■ EXERCISES:
[1] In the NATO post, which of the big European NATO militaries are said to have any stomach for further European integration right now?
[2] Echo the stretch of the NATO post from "Monday, September 16, 2013" through "here, and here.", word for word.

--- start TEXT ---

Monday, September 16, 2013
Whither NATO? (Part IV)
In this my last post on
NATO, I’m going to discuss what the US can do with that organization in light
of its current seeming lack of a mission and the fact that it cannot be wound
up without drawing attention to the fact that the pivot to Asia is really focused
on balancing against China’s rise in the Asia-Pacific region. You can see first three posts here, here, and here.
So, to what end can the
US still put NATO to good use? The answer to that is the creation of a truly
integrated European military, or at least a pseudo-integrated European
military. That is to say that the US should encourage its European allies
through the auspices of NATO to pool their military resources, including personnel,
equipment, facilities, and, most important of all, procurement euros.
There are two primary
caveats, one short-term and one long-term, that go along with the US attempting
to bring this about. The short-term caveat is that there is currently a bit of
a backlash in many European states at the moment against supranational
institutions and anything that smacks of a “federal” Europe. Of the big
European NATO militaries—France, Germany, Italy, Poland, Spain, and the UK
(though it is in NATO, I’m leaving Turkey out of this)—only Germany and
Poland have any kind of stomach presently for further European integration. The
long-term caveat is in part derived from the short-term one in that this is by
its very nature a long-term project. Even if Europe was not presently going
through an integrationist crisis, this is a policy goal that would have a
multi-decade time horizon for success.
So what would an
integrated European military structure look like? First of all it goes without
saying that there is no one blueprint that a European military must have. It
could be something as basic as national militaries specializing in certain
aspects of military power all the way up to a truly integrated military
structure in which national militaries become subsumed under the banner of a
European “flag.” Obviously the former is more likely than the latter unless
there is a breakthrough in European relations over the coming years that sees
the creation of a truly federal Europe.
But at a minimum what
an integrated European military should have is a shared budget. That is to say
that there should be a centralized budget for Europe’s militaries for all
aspects of military funding, but especially for administration and procurement.
By creating a single military bureaucracy, Europe’s NATO members could increase
non-administrative military spending without actually having to add euros to
the budget. And by combining their procurement efforts, better deals with
defense companies could be had because of the larger number of units that can
be guaranteed to the company relative to individual national procurement
budgets.

--- end TEXT ---
--- start PROVIDED MATERIAL ---

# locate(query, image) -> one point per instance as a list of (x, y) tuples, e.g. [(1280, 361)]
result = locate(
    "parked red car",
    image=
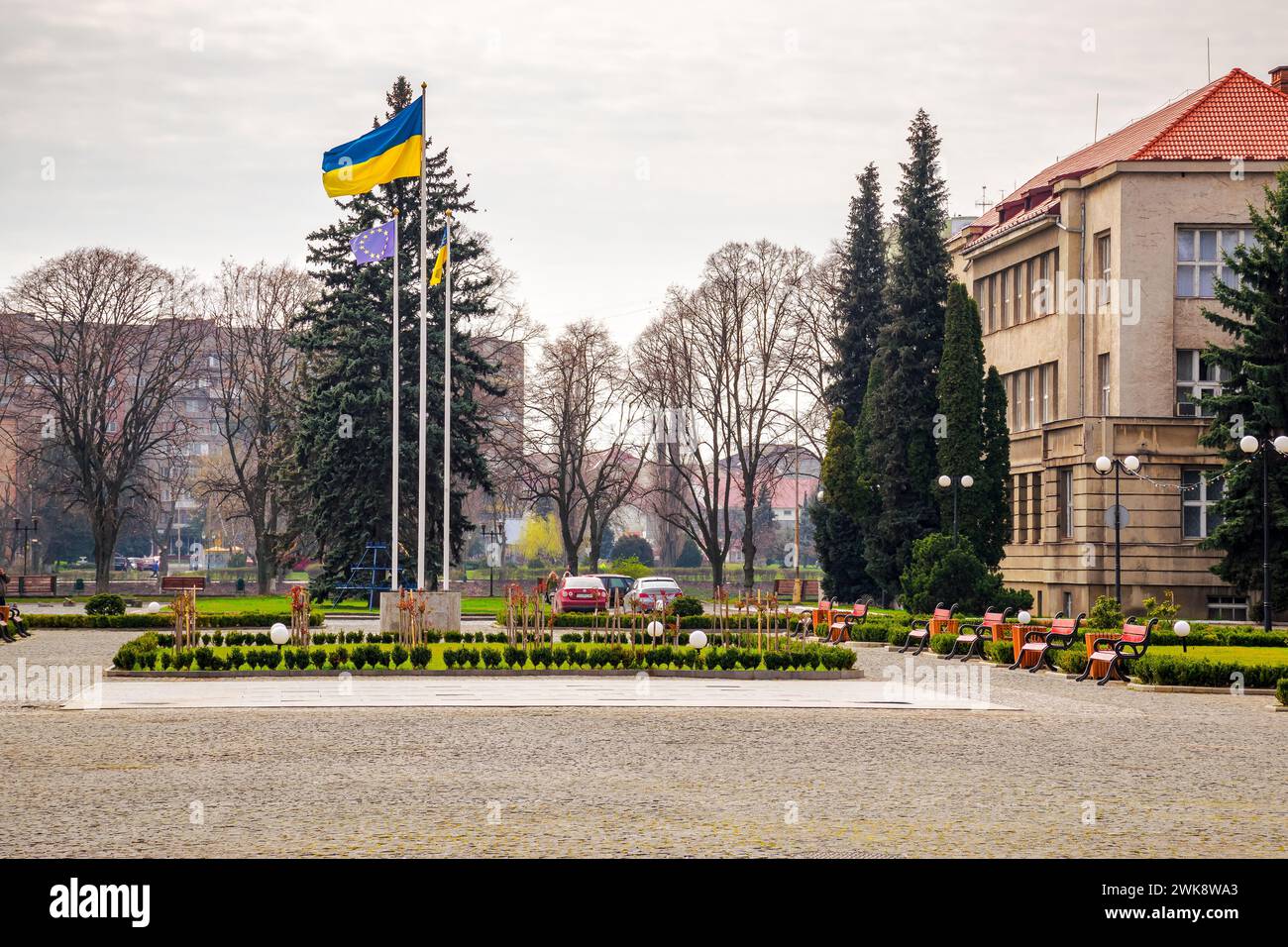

--- end PROVIDED MATERIAL ---

■ OUTPUTS:
[1] Germany and Poland.

[2]
Monday, September 16, 2013
Whither NATO? (Part IV)
In this my last post on
NATO, I’m going to discuss what the US can do with that organization in light
of its current seeming lack of a mission and the fact that it cannot be wound
up without drawing attention to the fact that the pivot to Asia is really focused
on balancing against China’s rise in the Asia-Pacific region. You can see first three posts here, here, and here.